Self-assembly of a multimeric genomic hydrogel via multi-primed chain reaction of dual single-stranded circular plasmids for cell-free protein production

Hyangsu Nam; Taehyeon Kim; Sunghyun Moon; Yoonbin Ji; Jong Bum Lee

doi:10.1016/j.isci.2023.107089

Self-assembly of a multimeric genomic hydrogel via multi-primed chain reaction of dual single-stranded circular plasmids for cell-free protein production

iScience. 2023 Jun 10;26(7):107089. doi: 10.1016/j.isci.2023.107089. eCollection 2023 Jul 21.

Authors

Hyangsu Nam¹, Taehyeon Kim¹, Sunghyun Moon¹, Yoonbin Ji¹, Jong Bum Lee¹

Affiliation

¹ Department of Chemical Engineering, University of Seoul, 163 Seoulsiripdaero, Dongdaemun-gu, Seoul 02504, Republic of Korea.
::::
:: WORK ORDER 1 ::
Reproduce the part of the citation that opens with the words containing "doi:10.1016/j.isci.2023.107089" and closes with "Republic of Korea.".
:: WORK ORDER 2 ::
Based on the citation, decide whether each statement agrees with it, and answer yes or no with the deciding words quoted: (a) The article appeared in iScience in 2023. (b) All five authors are listed with the same affiliation at the University of Seoul. (c) The hydrogel is built from double-stranded linear plasmids.
The entries after this point are separate material and not part of the citation.

:: Extracted records ::
::::
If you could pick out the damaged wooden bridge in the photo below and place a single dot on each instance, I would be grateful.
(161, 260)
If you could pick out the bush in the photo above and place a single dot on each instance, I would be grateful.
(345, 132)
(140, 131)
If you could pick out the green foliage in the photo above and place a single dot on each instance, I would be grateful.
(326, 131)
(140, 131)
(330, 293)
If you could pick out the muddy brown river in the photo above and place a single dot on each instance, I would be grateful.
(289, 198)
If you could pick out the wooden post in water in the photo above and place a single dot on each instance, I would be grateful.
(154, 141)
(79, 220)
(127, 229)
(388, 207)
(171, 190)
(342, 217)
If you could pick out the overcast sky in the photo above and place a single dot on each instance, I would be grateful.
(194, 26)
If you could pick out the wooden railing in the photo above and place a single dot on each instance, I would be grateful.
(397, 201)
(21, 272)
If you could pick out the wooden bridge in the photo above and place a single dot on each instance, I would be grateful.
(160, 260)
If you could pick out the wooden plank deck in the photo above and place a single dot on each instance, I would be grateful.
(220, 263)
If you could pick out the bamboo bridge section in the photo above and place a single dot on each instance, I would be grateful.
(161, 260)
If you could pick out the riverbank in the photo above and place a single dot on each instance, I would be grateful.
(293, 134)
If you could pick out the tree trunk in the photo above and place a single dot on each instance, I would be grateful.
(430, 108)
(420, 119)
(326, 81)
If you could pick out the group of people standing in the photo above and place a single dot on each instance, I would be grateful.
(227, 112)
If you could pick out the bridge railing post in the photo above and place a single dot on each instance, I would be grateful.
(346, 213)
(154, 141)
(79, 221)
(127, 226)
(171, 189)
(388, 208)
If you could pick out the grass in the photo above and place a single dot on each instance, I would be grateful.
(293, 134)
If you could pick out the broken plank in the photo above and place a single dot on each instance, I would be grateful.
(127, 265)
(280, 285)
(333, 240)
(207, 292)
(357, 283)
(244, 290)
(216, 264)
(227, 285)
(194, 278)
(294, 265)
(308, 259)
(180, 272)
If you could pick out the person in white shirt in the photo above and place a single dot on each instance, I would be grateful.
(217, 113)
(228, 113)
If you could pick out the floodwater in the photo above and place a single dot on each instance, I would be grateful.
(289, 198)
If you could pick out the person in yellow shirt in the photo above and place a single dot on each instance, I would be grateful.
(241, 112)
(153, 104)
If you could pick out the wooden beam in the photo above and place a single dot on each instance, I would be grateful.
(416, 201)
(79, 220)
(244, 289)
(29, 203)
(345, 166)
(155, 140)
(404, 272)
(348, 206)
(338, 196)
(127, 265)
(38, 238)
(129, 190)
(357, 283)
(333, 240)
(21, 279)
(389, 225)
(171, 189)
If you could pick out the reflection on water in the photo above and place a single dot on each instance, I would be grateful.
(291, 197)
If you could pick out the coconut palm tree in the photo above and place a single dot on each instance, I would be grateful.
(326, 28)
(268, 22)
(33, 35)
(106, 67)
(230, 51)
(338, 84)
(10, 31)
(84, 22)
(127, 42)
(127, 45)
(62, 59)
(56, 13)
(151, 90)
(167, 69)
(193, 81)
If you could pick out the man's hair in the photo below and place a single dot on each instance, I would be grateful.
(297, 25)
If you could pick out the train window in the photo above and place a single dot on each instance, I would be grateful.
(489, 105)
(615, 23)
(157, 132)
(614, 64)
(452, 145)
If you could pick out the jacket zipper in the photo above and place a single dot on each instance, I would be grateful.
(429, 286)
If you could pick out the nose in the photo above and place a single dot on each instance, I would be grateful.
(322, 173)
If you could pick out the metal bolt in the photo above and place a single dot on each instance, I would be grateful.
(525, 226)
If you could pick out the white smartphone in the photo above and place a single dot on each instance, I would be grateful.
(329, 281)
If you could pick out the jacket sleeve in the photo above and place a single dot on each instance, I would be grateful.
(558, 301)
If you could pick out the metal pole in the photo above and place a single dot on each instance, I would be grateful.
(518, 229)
::::
:: WRITTEN REPLY 1 ::
doi:10.1016/j.isci.2023.107089

Self-assembly of a multimeric genomic hydrogel via multi-primed chain reaction of dual single-stranded circular plasmids for cell-free protein production

iScience. 2023 Jun 10;26(7):107089. doi: 10.1016/j.isci.2023.107089. eCollection 2023 Jul 21.

Authors

Hyangsu Nam¹, Taehyeon Kim¹, Sunghyun Moon¹, Yoonbin Ji¹, Jong Bum Lee¹

Affiliation

¹ Department of Chemical Engineering, University of Seoul, 163 Seoulsiripdaero, Dongdaemun-gu, Seoul 02504, Republic of Korea.

:: WRITTEN REPLY 2 ::
(a) Yes: "iScience. 2023 Jun 10;26(7):107089."
(b) Yes: "Hyangsu Nam¹, Taehyeon Kim¹, Sunghyun Moon¹, Yoonbin Ji¹, Jong Bum Lee¹" and "¹ Department of Chemical Engineering, University of Seoul"
(c) No: "dual single-stranded circular plasmids"